EXTRACTED RECORDS>
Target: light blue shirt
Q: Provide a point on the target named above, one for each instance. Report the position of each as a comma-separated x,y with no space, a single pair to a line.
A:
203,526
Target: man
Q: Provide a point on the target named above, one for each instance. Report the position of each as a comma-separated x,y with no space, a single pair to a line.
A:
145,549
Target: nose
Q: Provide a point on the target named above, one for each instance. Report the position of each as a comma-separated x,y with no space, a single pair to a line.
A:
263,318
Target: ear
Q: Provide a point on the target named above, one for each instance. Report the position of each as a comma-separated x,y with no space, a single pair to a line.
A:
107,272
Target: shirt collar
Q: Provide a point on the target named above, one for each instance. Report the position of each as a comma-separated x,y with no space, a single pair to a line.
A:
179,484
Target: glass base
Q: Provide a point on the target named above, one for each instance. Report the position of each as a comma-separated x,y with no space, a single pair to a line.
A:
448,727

---

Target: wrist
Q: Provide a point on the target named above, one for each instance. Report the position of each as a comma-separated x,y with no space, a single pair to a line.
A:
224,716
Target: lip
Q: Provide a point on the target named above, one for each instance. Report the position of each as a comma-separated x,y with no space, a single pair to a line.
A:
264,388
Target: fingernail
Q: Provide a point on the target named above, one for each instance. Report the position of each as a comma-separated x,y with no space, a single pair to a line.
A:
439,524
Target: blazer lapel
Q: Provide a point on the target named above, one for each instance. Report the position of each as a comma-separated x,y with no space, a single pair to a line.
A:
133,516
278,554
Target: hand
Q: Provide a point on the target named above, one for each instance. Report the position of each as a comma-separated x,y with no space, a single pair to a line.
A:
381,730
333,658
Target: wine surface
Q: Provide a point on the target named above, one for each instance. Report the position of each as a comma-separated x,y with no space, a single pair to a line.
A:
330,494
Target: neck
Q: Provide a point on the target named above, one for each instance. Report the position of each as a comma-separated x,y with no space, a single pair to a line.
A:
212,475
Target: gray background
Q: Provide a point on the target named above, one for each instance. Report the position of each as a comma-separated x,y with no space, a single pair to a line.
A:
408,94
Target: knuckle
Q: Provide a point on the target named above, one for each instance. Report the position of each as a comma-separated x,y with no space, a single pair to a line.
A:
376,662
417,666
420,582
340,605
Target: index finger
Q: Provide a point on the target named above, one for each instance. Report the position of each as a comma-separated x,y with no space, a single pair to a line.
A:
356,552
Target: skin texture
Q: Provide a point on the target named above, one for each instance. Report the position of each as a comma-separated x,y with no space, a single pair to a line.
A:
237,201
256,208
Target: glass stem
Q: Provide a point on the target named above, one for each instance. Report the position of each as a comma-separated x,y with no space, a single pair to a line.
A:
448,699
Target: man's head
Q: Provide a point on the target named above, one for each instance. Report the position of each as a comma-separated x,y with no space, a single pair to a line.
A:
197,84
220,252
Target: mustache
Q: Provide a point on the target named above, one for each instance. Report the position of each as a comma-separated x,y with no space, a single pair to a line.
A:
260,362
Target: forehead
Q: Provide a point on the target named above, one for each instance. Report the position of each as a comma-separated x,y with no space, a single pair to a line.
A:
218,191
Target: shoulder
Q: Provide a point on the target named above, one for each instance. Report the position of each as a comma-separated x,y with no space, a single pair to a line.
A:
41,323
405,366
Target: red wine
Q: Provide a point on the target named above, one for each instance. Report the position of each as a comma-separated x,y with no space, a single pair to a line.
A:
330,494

DIRECTIONS FOR THIS TASK>
Which lines in the listing above contain the word "wine"? Gather every such line and copy each one in full.

TASK RESULT>
Target: wine surface
Target: red wine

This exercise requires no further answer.